AIM
Retype the data from its first line through the line that contains "of the white", including both of those lines.
####
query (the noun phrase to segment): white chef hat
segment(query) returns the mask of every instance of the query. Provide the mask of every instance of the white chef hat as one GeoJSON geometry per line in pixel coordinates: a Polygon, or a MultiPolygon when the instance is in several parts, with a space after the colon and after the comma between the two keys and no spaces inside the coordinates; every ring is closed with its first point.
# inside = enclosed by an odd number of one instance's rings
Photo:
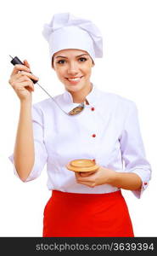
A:
{"type": "Polygon", "coordinates": [[[103,38],[98,28],[88,20],[70,13],[55,14],[45,24],[42,35],[49,44],[50,58],[64,49],[86,50],[93,61],[103,57],[103,38]]]}

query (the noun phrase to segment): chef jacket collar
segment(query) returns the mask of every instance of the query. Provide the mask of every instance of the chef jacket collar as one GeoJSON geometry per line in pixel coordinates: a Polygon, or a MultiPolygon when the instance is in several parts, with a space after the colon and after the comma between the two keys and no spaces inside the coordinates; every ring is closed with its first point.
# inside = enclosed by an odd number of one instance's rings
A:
####
OUTPUT OF THE TASK
query (the noun phrase to segment): white chef hat
segment(query) returns the mask of every instance of the query. Provide the mask of every instance of the white chef hat as one GeoJSON geometry per line in pixel coordinates: a Polygon, or a MultiPolygon when the instance is in several parts, with a space after the colon and after the comma between the two keys and no spaces inside the coordinates; every ring is closed with its first point.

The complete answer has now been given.